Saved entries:
▼
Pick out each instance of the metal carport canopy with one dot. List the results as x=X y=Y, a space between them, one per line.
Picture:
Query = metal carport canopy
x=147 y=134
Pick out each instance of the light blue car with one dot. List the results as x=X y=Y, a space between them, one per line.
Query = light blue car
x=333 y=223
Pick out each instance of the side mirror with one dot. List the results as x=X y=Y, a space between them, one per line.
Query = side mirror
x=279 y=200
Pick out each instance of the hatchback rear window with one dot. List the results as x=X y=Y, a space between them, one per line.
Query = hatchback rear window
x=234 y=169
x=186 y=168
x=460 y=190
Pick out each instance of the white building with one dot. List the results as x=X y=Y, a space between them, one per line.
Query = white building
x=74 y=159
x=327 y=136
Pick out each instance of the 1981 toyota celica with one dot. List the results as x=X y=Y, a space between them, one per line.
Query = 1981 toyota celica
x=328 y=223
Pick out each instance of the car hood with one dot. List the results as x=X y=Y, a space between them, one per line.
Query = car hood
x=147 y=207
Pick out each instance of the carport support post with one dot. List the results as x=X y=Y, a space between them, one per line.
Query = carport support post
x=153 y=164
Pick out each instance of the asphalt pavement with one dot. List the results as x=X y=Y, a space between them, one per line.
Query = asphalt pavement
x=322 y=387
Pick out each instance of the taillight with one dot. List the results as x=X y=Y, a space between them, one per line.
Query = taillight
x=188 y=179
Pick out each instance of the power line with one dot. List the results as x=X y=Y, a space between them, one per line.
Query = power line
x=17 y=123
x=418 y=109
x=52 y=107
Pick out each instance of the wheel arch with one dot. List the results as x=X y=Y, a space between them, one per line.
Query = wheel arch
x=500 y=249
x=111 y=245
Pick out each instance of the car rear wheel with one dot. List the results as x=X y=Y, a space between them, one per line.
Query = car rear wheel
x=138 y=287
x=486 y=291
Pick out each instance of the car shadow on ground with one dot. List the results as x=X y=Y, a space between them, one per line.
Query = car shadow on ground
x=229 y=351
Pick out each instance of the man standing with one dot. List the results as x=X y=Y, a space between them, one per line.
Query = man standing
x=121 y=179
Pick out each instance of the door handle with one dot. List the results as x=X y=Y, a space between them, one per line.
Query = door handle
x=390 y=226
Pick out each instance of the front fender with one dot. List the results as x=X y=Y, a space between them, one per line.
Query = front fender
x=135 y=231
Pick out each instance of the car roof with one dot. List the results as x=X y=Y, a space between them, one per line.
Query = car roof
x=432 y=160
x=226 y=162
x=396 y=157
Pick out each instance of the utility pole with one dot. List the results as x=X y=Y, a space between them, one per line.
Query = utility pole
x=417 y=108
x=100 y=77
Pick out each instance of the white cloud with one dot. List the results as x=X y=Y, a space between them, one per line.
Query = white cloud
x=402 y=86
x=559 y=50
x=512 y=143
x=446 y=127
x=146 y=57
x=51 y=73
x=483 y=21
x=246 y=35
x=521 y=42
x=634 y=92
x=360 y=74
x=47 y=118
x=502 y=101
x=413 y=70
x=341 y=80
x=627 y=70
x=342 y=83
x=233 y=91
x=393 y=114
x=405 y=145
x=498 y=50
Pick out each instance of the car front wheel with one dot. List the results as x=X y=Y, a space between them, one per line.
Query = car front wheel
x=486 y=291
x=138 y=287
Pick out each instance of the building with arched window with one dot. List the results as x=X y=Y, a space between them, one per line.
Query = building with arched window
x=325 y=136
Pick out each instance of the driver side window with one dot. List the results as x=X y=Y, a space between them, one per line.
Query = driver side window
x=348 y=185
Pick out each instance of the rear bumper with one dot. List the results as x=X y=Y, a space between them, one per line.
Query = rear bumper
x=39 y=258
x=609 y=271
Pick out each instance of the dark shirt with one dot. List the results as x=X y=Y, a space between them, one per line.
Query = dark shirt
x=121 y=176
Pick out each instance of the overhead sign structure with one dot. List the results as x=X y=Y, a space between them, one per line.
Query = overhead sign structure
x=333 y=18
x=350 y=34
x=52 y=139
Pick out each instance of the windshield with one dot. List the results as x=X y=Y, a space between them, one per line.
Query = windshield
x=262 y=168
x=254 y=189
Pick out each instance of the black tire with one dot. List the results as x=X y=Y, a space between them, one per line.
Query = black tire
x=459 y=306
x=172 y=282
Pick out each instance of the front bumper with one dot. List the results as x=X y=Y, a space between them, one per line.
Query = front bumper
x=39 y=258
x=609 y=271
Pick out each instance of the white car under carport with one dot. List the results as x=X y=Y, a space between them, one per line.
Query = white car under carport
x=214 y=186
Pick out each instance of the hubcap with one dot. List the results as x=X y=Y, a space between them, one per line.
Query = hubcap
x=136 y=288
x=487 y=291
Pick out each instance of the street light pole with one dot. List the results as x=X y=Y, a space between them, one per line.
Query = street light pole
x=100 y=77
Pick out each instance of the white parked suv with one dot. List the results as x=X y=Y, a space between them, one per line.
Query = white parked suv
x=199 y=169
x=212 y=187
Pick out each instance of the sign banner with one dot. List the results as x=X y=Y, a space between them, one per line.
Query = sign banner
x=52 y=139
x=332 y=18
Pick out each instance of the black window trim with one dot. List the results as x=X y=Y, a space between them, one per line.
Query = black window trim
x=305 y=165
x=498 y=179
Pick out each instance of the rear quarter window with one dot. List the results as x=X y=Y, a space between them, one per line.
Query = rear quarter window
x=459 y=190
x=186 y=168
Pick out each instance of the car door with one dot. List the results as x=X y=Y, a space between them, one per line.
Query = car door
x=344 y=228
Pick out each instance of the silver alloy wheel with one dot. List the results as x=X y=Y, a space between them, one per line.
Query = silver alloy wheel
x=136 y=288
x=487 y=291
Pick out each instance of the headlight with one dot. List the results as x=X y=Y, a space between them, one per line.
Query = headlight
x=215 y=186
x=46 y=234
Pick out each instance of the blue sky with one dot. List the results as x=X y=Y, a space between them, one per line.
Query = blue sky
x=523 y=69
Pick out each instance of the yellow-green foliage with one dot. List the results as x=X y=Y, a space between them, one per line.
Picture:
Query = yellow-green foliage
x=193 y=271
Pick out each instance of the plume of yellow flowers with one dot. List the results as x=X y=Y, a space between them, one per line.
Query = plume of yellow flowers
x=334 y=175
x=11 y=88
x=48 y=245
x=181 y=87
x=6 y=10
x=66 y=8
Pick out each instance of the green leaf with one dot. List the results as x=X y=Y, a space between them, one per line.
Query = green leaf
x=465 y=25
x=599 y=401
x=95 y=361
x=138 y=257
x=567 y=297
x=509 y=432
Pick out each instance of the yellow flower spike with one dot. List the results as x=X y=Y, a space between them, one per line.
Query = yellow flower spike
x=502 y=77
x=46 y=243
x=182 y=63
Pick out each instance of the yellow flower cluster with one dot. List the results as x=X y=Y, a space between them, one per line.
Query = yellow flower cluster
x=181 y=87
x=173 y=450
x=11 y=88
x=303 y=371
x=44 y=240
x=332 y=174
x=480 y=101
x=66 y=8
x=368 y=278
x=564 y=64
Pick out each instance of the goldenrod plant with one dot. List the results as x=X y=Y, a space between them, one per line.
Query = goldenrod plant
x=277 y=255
▲
◆ **GOAL OF THE EXERCISE**: All the records above need to be transcribed exactly and in full.

◆ **SOLUTION TO THIS PROBLEM**:
Pick out each instance of the metal carport canopy with one dot. List the results as x=X y=Y, a space between them, one per line.
Picture:
Query = metal carport canopy
x=147 y=134
Pick out each instance of the light blue car with one dot. List the results as x=X y=Y, a space between them, one per line.
Query = light blue car
x=333 y=223
Pick out each instance of the side mirror with one dot. List the results as x=X y=Y, a space between them, one per line.
Query = side mirror
x=279 y=200
Pick out each instance of the hatchback rear window with one dot. List the results as x=X y=Y, a space between them, one per line.
Query = hatchback rear window
x=234 y=169
x=186 y=168
x=460 y=190
Pick out each instance of the white building with one dot. List the results as x=X y=Y, a space between them, one per line.
Query = white building
x=74 y=159
x=327 y=136
Pick out each instance of the 1981 toyota celica with one dot. List the results as x=X y=Y, a space between them, one per line.
Query = 1981 toyota celica
x=328 y=223
Pick out each instance of the car hood with one dot. List the results as x=X y=Y, a space between them, one per line.
Query = car hood
x=147 y=207
Pick out each instance of the carport support post with one dot. List the results as x=X y=Y, a space between them, one per line.
Query = carport support post
x=153 y=164
Pick out each instance of the asphalt pavement with one dot. List the results as x=X y=Y, a space between them, one per line.
Query = asphalt pavement
x=322 y=387
Pick out each instance of the taillight with one dot. List the results as x=X y=Y, a space between them, one per line.
Query = taillight
x=188 y=179
Pick out each instance of the power line with one dot. List the results as x=X y=Y, a space between them, one per line.
Query = power line
x=17 y=123
x=418 y=109
x=52 y=107
Pick out each instance of the wheel arch with one dot. List the results as x=X y=Y, a space between them, one per line.
Query = wheel arch
x=500 y=249
x=111 y=245
Pick out each instance of the car rear wheel with one dot. List the results as x=X y=Y, a space between them, one per line.
Query = car rear wheel
x=138 y=287
x=486 y=291
Pick out each instance of the car shadow on ground with one dot. List the results as x=X y=Y, a space between them, one per line.
Query = car shadow on ground
x=229 y=351
Pick out each instance of the man standing with one dot. List the results as x=X y=Y, a space between them, one per line.
Query = man standing
x=121 y=179
Pick out each instance of the door handle with one dot. List the results as x=X y=Y, a space between them, one per line.
Query = door handle
x=390 y=226
Pick out each instance of the front fender with one dot. List the results as x=X y=Y, a space between them, one per line.
Query = front fender
x=135 y=231
Pick out each instance of the car roof with one dot. List the results as x=X y=Y, a space between them, one per line.
Query = car roof
x=432 y=160
x=226 y=162
x=396 y=157
Pick out each instance of the utility pole with one dot. List the results as x=X y=Y, a space between them, one per line.
Query = utility pole
x=417 y=108
x=100 y=77
Pick out each instance of the white cloud with one dot. List the results as x=X y=Y, a space between them, one per line.
Query = white cloud
x=402 y=86
x=559 y=50
x=512 y=143
x=446 y=127
x=146 y=57
x=51 y=73
x=483 y=21
x=246 y=35
x=521 y=42
x=634 y=92
x=360 y=74
x=47 y=118
x=502 y=101
x=413 y=70
x=341 y=80
x=627 y=70
x=342 y=83
x=233 y=91
x=393 y=114
x=405 y=145
x=498 y=50
Pick out each instance of the car front wheel with one dot. List the results as x=X y=Y, a space between them, one per line.
Query = car front wheel
x=486 y=291
x=138 y=287
Pick out each instance of the building with arched window with one dot. List the results as x=X y=Y, a space between them, one per line.
Query = building with arched window
x=325 y=136
Pick out each instance of the driver side window with one dot. List the results as x=X y=Y, a space between them, one per line.
Query = driver side window
x=348 y=185
Pick out each instance of the rear bumper with one dot. List the results as x=X y=Y, a space between them, one per line.
Query = rear bumper
x=39 y=258
x=609 y=271
Pick out each instance of the dark shirt with one dot. List the results as x=X y=Y, a space between them, one per line.
Query = dark shirt
x=121 y=176
Pick out each instance of the overhead sign structure with one dot. List the results as x=X y=Y, a space between them, one per line.
Query = overhead sign structure
x=333 y=18
x=350 y=34
x=52 y=139
Pick out each instance of the windshield with one dot. List the results as x=X y=Y, a space between them, one per line.
Query = windshield
x=262 y=168
x=254 y=189
Pick out each instance of the black tire with one dot. List the results as x=X y=Y, a space between them, one per line.
Query = black tire
x=459 y=306
x=172 y=282
Pick out each instance of the front bumper with one dot. List the results as x=X y=Y, a space between them, one per line.
Query = front bumper
x=39 y=258
x=609 y=271
Pick out each instance of the white car under carport with one dot. List the results as x=X y=Y, a space between them, one per line.
Query = white car under carport
x=214 y=186
Pick out each instance of the hubcap with one dot. List the results as x=X y=Y, a space between them, one per line.
Query = hubcap
x=136 y=288
x=487 y=291
Pick out each instance of the street light pole with one dot. List the results as x=X y=Y, a space between them, one per line.
Query = street light pole
x=100 y=77
Pick out each instance of the white parked suv with one dot. List the results as x=X y=Y, a space between them, one per line.
Query = white parked suv
x=199 y=169
x=212 y=187
Pick out each instance of the sign banner with one dot. List the results as x=X y=Y, a space between them, one per line.
Query = sign banner
x=52 y=139
x=332 y=18
Pick out each instance of the black window trim with one dot. List the results as x=X y=Y, a space between them, one per line.
Query = black window trim
x=305 y=165
x=498 y=179
Pick out each instance of the rear quarter window with one dot. List the results as x=X y=Y, a space between them, one per line.
Query = rear quarter window
x=459 y=190
x=186 y=168
Pick out each instance of the car door with one dot. List the results as x=X y=Y, a space between them, one per line.
Query = car door
x=344 y=228
Pick out each instance of the silver alloy wheel with one dot. List the results as x=X y=Y, a space between them, one per line.
Query = silver alloy wheel
x=136 y=288
x=487 y=291
Pick out each instance of the headlight with one dot. List the results as x=X y=Y, a space between them, one per line.
Query = headlight
x=215 y=186
x=46 y=234
Pick out each instance of the blue sky with one dot. List the results as x=X y=Y, a space between them, one per line.
Query = blue sky
x=523 y=69
Pick out each instance of the yellow-green foliage with one dot. List the results as x=X y=Y, a space between them, one per line.
Picture:
Query = yellow-green foliage
x=193 y=271
Pick out each instance of the plume of yellow flowers with one dot. List the results as x=X y=Y, a space between them, one per line.
Query = plume of yellow flowers
x=334 y=175
x=11 y=88
x=48 y=245
x=181 y=87
x=6 y=10
x=66 y=8
Pick out each instance of the green leaf with one dot. List the results as x=X y=Y, a space between them, one per line.
Query = green leaf
x=465 y=25
x=599 y=401
x=95 y=361
x=138 y=257
x=567 y=297
x=509 y=432
Pick out each instance of the yellow flower spike with one dot. List the results as x=X y=Y, a space between them, one per line.
Query = yellow flower spike
x=502 y=77
x=46 y=243
x=182 y=63
Pick out each instance of the yellow flower cluster with one dot. List the results as x=X y=Y, a space between them, one per line.
Query = yellow flower cluster
x=181 y=87
x=173 y=450
x=11 y=88
x=303 y=371
x=44 y=240
x=332 y=174
x=480 y=101
x=66 y=8
x=368 y=278
x=564 y=64
Pick out each instance of the goldenrod plant with one dot. List the results as x=X y=Y, a space between them, one per line.
Query = goldenrod plant
x=277 y=255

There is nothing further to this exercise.